**What is required:** For each line of the listing that includes the word "house", show the whole line.

**Extracted records:**
-- Opening Marker --

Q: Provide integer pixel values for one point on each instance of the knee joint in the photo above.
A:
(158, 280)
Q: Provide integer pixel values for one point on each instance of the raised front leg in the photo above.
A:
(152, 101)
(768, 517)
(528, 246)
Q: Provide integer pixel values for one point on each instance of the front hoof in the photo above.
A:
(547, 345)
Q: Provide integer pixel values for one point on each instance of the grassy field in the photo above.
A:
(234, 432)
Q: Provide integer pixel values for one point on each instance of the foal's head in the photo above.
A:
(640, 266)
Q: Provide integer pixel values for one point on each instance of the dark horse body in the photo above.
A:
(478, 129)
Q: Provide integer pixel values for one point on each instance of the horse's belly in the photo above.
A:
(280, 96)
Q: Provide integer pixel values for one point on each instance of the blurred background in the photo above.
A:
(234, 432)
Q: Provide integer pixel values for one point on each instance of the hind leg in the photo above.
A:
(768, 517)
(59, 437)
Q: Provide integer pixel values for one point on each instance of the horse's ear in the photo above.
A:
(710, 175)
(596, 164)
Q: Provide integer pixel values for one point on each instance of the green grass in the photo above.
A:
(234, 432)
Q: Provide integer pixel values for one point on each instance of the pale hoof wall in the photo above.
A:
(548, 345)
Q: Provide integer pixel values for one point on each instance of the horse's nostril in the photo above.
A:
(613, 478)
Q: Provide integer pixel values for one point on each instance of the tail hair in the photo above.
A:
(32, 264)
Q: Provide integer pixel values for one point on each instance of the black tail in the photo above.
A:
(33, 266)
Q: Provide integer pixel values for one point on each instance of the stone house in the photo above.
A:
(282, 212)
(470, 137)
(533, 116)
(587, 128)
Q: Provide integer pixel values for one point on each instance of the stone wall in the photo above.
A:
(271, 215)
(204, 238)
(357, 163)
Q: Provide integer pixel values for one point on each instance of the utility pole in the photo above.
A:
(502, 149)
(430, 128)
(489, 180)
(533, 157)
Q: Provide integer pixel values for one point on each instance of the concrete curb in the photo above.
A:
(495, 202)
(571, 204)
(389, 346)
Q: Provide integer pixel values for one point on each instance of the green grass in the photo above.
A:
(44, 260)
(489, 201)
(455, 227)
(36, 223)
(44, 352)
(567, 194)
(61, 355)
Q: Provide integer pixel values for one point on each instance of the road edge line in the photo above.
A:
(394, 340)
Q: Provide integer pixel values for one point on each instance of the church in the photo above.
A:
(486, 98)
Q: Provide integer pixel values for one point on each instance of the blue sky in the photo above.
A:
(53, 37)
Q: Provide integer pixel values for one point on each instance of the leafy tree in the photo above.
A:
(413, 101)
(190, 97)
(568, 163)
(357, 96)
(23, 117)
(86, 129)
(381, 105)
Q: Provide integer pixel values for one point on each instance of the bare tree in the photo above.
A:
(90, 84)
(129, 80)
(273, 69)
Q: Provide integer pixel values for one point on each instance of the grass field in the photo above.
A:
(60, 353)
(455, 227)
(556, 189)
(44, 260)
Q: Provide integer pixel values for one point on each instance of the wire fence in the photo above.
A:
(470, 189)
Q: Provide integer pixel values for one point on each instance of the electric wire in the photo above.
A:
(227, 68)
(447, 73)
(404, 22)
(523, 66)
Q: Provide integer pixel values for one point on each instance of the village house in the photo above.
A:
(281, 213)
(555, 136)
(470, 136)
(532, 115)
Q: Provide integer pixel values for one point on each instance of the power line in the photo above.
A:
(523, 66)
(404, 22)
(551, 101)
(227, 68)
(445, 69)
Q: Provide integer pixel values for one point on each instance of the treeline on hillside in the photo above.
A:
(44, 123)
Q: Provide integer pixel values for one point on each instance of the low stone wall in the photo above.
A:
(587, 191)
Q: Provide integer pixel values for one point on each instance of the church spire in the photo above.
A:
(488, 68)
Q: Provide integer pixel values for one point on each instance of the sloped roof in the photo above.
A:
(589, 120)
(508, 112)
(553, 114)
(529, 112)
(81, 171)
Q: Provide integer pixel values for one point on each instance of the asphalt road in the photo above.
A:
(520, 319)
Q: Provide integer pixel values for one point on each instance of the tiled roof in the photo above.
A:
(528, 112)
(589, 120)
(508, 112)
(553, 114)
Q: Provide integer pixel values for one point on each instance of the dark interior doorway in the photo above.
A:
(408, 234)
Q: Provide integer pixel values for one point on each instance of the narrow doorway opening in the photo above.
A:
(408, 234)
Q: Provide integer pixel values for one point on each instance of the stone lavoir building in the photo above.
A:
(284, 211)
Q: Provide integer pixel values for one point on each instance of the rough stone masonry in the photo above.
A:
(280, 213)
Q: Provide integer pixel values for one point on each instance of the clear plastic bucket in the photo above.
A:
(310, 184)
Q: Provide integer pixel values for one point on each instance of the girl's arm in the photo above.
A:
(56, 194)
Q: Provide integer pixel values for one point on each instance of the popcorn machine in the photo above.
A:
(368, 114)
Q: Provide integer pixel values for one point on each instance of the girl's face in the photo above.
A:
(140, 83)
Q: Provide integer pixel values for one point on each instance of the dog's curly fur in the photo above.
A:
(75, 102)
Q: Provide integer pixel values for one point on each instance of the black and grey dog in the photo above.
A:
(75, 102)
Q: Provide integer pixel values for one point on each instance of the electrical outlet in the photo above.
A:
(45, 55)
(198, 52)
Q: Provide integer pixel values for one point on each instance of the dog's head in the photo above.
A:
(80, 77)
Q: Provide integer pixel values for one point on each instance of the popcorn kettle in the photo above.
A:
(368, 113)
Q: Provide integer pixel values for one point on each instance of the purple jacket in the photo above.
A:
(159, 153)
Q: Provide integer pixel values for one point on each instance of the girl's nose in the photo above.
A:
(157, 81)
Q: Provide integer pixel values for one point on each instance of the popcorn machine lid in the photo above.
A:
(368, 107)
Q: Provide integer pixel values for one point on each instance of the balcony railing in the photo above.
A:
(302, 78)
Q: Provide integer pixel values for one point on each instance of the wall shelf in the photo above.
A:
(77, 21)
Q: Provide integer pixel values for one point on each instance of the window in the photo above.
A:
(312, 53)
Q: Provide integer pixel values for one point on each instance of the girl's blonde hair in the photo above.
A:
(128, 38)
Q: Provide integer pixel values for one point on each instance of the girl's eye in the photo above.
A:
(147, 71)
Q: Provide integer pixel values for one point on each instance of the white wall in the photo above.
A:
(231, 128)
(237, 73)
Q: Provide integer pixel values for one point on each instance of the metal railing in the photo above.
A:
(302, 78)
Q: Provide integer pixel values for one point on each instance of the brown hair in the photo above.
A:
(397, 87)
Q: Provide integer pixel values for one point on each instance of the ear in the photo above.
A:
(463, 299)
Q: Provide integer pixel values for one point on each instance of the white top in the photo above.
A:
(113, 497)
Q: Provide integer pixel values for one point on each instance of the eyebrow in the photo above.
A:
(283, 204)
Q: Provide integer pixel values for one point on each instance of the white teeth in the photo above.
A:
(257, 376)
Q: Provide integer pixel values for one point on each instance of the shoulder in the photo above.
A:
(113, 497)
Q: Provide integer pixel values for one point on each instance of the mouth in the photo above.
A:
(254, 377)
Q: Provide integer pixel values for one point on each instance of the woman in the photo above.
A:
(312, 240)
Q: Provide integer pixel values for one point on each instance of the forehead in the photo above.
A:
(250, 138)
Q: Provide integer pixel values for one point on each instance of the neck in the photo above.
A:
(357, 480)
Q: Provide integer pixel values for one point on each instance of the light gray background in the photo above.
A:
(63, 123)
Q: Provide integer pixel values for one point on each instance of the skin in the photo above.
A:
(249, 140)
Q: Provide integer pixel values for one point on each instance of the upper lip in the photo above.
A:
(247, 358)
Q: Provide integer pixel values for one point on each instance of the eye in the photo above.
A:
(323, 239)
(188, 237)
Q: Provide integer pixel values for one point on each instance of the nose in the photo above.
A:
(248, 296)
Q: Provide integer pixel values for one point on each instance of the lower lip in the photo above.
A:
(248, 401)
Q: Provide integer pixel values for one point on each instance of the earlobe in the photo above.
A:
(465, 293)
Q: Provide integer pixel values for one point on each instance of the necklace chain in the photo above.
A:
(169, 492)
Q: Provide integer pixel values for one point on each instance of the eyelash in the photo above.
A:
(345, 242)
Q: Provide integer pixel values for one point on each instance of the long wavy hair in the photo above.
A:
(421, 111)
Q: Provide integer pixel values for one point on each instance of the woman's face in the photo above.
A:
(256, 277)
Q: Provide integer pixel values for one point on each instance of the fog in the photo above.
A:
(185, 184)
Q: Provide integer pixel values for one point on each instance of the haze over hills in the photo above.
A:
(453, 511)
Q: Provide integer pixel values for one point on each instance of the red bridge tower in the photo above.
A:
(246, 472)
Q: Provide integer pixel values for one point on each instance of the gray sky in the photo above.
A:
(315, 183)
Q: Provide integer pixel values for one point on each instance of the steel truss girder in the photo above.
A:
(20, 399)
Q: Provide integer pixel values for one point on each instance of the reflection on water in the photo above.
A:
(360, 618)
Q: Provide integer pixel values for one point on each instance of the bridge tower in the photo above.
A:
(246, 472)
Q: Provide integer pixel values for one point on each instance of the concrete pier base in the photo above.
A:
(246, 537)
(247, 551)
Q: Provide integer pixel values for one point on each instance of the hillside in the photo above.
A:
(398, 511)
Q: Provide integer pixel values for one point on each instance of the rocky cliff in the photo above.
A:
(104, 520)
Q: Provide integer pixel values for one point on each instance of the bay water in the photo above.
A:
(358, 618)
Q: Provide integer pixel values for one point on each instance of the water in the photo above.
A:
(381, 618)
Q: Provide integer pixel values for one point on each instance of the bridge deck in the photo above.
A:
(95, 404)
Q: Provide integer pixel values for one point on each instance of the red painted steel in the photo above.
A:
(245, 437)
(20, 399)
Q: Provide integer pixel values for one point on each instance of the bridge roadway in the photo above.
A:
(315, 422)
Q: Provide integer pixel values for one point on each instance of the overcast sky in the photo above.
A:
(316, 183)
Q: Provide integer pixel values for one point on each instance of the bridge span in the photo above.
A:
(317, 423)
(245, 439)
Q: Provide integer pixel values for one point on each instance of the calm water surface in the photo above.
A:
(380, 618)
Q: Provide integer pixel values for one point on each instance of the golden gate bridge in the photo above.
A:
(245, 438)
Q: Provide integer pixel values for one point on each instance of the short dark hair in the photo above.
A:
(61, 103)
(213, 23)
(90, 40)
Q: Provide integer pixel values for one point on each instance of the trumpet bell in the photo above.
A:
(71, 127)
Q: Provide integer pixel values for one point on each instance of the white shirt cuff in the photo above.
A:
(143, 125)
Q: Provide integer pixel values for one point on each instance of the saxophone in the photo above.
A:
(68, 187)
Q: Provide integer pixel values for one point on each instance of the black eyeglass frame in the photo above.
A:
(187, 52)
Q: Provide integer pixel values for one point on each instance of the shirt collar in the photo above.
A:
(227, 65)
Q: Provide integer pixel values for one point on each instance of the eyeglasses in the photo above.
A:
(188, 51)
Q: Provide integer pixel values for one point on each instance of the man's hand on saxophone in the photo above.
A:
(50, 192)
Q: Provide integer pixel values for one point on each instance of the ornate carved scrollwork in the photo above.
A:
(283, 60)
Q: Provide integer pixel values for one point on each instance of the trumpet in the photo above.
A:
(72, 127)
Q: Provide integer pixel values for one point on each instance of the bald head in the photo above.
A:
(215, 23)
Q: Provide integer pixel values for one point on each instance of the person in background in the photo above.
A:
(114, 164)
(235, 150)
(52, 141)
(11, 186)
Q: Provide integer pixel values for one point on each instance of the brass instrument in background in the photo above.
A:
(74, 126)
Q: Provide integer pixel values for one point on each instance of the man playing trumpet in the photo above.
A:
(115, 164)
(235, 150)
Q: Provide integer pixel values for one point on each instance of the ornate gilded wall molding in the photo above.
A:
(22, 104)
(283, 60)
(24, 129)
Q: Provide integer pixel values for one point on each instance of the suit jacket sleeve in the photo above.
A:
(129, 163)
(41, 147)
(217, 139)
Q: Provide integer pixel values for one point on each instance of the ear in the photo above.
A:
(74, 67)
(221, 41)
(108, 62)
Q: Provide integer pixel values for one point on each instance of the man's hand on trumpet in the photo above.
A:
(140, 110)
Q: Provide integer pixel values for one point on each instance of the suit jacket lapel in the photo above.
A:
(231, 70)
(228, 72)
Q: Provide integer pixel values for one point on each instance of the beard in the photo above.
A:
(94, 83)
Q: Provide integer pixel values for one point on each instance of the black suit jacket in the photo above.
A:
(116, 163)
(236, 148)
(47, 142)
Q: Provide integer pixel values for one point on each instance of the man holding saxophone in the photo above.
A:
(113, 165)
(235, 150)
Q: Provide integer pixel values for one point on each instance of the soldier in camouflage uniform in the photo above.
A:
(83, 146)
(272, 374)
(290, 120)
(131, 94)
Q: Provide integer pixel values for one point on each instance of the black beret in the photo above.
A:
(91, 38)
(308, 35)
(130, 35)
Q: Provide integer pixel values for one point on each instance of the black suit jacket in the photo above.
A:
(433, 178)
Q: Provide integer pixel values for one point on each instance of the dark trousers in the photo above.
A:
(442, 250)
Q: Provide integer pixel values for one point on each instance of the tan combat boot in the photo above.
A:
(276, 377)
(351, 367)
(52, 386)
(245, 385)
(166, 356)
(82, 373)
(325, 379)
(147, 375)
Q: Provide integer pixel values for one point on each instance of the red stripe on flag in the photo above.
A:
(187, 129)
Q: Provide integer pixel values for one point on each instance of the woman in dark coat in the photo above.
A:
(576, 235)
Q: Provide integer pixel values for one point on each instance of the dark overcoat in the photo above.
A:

-- Closing Marker --

**Result of this exercise:**
Q: Provide integer pixel values for one point on each instance of the stone house in the photo above.
Q: Provide integer pixel values for one point on each instance of the village house in the photo above.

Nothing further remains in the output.